SHORT PROBLEM - Rewrite the records below as a numbered list, taking only the lines from the one containing "Please locate the white plaster" through the end of the records. Omit any blank lines.

Excerpts from a point labeling dataset -

>>>

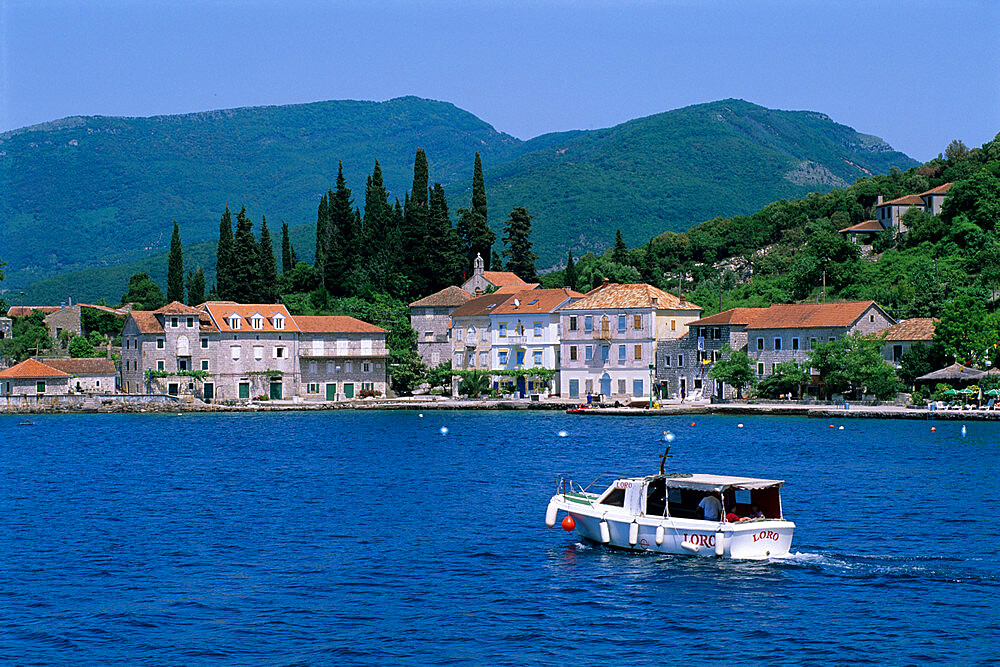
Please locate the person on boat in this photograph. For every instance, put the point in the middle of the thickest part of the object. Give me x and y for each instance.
(711, 508)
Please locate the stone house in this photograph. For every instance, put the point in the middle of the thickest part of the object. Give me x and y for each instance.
(33, 378)
(779, 333)
(87, 376)
(525, 334)
(609, 339)
(430, 317)
(228, 351)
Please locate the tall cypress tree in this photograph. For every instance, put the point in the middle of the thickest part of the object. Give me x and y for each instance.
(196, 287)
(246, 282)
(267, 269)
(286, 249)
(569, 276)
(224, 257)
(517, 238)
(175, 268)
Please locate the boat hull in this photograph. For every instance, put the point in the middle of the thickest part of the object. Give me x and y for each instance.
(753, 539)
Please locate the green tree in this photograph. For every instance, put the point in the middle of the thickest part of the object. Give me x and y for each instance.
(569, 276)
(175, 268)
(517, 238)
(143, 293)
(734, 368)
(966, 331)
(287, 252)
(224, 257)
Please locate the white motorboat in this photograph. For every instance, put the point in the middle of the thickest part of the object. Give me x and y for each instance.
(666, 513)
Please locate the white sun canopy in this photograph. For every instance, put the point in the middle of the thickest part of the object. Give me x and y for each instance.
(719, 482)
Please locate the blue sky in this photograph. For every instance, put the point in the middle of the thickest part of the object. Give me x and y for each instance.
(917, 74)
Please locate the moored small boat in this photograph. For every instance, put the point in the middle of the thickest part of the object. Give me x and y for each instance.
(695, 514)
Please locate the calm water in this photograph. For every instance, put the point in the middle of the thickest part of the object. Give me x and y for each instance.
(373, 538)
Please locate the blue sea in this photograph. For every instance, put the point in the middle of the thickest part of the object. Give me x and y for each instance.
(374, 538)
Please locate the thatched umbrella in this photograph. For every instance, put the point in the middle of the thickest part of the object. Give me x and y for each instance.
(953, 373)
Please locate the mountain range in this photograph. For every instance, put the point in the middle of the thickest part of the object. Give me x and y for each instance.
(84, 200)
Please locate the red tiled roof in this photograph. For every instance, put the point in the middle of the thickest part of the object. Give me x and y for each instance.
(536, 301)
(83, 366)
(500, 278)
(31, 368)
(866, 226)
(22, 311)
(916, 328)
(629, 295)
(449, 296)
(808, 315)
(334, 324)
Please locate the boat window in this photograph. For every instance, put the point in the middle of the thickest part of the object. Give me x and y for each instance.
(615, 498)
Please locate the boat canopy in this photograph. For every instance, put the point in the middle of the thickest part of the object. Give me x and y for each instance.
(716, 482)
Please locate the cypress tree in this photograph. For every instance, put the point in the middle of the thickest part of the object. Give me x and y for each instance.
(244, 270)
(286, 249)
(175, 268)
(223, 257)
(196, 287)
(267, 269)
(569, 277)
(517, 238)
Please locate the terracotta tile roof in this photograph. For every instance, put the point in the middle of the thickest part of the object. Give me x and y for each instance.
(221, 310)
(176, 308)
(83, 366)
(902, 201)
(146, 321)
(334, 324)
(866, 226)
(536, 301)
(481, 306)
(449, 296)
(31, 368)
(22, 311)
(629, 295)
(939, 190)
(916, 328)
(500, 278)
(731, 316)
(808, 315)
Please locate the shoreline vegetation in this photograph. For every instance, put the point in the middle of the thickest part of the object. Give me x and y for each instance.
(733, 408)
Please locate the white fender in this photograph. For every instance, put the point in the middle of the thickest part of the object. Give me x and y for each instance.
(605, 532)
(550, 514)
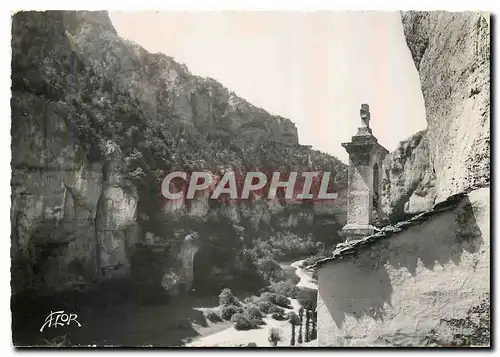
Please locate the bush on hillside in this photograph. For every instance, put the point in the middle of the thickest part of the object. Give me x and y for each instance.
(308, 298)
(270, 270)
(242, 321)
(228, 311)
(264, 306)
(213, 316)
(253, 311)
(284, 288)
(278, 316)
(276, 309)
(226, 298)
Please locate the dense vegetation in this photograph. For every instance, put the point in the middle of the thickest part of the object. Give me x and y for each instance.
(115, 127)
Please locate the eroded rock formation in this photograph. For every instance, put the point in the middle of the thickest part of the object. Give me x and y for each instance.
(97, 121)
(451, 52)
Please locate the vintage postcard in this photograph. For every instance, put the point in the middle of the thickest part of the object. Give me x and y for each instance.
(250, 179)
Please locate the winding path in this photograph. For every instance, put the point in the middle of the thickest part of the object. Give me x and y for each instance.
(306, 280)
(231, 337)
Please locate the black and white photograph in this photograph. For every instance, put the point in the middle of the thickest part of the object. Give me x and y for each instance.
(250, 179)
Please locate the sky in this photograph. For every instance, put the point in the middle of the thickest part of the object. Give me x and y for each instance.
(315, 68)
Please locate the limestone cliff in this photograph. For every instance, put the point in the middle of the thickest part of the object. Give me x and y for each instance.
(451, 52)
(97, 122)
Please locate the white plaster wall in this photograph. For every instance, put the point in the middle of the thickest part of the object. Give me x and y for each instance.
(396, 291)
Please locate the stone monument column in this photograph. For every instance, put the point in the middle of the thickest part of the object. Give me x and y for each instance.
(365, 158)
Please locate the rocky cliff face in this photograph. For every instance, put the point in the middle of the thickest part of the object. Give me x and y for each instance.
(451, 52)
(97, 121)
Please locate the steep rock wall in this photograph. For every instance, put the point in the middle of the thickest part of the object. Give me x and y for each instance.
(96, 123)
(451, 52)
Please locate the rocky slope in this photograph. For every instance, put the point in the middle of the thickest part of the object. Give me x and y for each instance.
(97, 122)
(451, 52)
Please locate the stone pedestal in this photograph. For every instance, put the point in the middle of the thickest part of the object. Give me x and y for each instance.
(365, 158)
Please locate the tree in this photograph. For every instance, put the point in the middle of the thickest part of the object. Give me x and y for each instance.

<<<

ANSWER FOR THIS EXERCISE -
1. Please locate the white plaster wall in this photograph. For every instance, put the point in the middle of the thickest part of the object. Give me x and y for each instance.
2. (396, 291)
3. Please locate the stone monument column in this photograph. For every instance, put the point in the middle of the thickest part of the object. Give me x and y for each instance.
4. (365, 158)
5. Please locate the rocky cliff face in this photograph. For every instance, put the point in the middle of the thickest part of the object. Give me x and y for each instance.
6. (451, 52)
7. (97, 121)
8. Please locate the steep rock wall in this photograph. For every instance, put the point in the middle of the thickest part of the object. Give me x and y for each instance.
9. (96, 123)
10. (451, 52)
11. Please locate the rocky slope in this photograph. For every instance, put the point in the middle of the thickest part of the object. Give me x and y for each instance.
12. (97, 122)
13. (451, 52)
14. Please locate the stone pedestal in this photograph. For every instance, put the point in the middle of the thickest part of the object. Give me x and y for each instance.
15. (365, 158)
16. Please locate the tree in this photograph. For every instance, put the point in the middle of the thickest part of the object. Give me x and y for each instance.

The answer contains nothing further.